▸ **Stated exercise**
Reproduce verbatim the lines of the items below, from the line with "In this exercise you will find the gray" up to and including the line with "[(310, 915), (456, 855)]". Output only those lines.

▸ **Recorded information**
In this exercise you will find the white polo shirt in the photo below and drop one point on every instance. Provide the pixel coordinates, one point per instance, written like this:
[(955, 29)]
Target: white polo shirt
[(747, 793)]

--

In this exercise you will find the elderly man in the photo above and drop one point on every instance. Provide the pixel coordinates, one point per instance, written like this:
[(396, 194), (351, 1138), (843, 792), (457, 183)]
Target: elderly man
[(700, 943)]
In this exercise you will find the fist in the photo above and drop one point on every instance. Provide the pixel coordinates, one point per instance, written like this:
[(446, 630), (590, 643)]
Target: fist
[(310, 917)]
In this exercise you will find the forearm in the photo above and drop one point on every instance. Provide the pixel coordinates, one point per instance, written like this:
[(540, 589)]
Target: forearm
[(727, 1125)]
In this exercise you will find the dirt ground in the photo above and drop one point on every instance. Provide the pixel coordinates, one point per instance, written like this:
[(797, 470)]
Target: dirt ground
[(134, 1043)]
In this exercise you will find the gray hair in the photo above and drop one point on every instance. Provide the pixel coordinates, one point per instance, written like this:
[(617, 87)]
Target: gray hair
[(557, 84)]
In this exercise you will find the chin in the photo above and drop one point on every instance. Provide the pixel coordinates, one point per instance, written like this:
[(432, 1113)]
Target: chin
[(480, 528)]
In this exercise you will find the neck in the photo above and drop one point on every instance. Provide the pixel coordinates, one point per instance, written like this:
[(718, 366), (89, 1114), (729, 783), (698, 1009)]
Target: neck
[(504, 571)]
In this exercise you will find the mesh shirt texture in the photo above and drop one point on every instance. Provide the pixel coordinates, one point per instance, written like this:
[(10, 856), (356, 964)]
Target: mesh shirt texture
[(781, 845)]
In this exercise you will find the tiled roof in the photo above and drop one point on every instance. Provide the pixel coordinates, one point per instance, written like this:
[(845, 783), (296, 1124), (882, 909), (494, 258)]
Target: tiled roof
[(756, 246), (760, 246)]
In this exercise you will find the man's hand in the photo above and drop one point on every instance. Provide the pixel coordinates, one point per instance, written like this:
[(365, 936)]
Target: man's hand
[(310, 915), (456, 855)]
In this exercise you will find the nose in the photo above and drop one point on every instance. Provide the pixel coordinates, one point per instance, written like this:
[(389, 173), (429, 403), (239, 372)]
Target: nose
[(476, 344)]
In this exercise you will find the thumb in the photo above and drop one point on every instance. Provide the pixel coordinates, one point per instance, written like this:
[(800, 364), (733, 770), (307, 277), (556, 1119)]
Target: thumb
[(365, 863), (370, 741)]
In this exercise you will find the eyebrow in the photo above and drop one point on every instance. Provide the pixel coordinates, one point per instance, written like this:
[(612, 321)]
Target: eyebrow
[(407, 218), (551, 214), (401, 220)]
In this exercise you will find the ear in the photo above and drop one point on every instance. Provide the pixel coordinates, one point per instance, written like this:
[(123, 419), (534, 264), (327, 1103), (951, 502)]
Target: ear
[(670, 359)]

▸ **Answer for the task**
In this exercise you will find the gray hair in the photo above and drop one point on every instance. Provide the pixel coordinates, one point per instance, written like this:
[(617, 87)]
Target: gray hair
[(557, 84)]
In this exercise you will find the chin in the photo above and drop one point on every instance. Provide the pixel coordinates, one point per instance, written like this:
[(432, 1113)]
Target: chin
[(480, 528)]
In this exercise you will find the neck in the photo above and drop one point on every instance. Provide the pixel coordinates, one point per instance, written like this:
[(718, 366), (89, 1114), (729, 783), (698, 1009)]
Target: neck
[(504, 571)]
In this exercise you will find the mesh shirt texture in the photo above and drop one point on every instance. Provide the pixel coordinates, one point per instance, written like this:
[(10, 856), (356, 964)]
Target: mesh shirt texture
[(781, 845)]
In this exercise you will find the tiled roof in the photo above and drop one point on every instance. Provide the pixel coordinates, one point per instance, written like this:
[(845, 783), (296, 1124), (882, 909), (494, 258)]
Target: tiled roof
[(756, 246), (760, 246)]
In this exercise you will find the man's hand in the photo above and drop one point on every instance. Provide the pixel coordinates, one point per instance, written like this:
[(365, 936)]
Target: man's hand
[(310, 915), (456, 855)]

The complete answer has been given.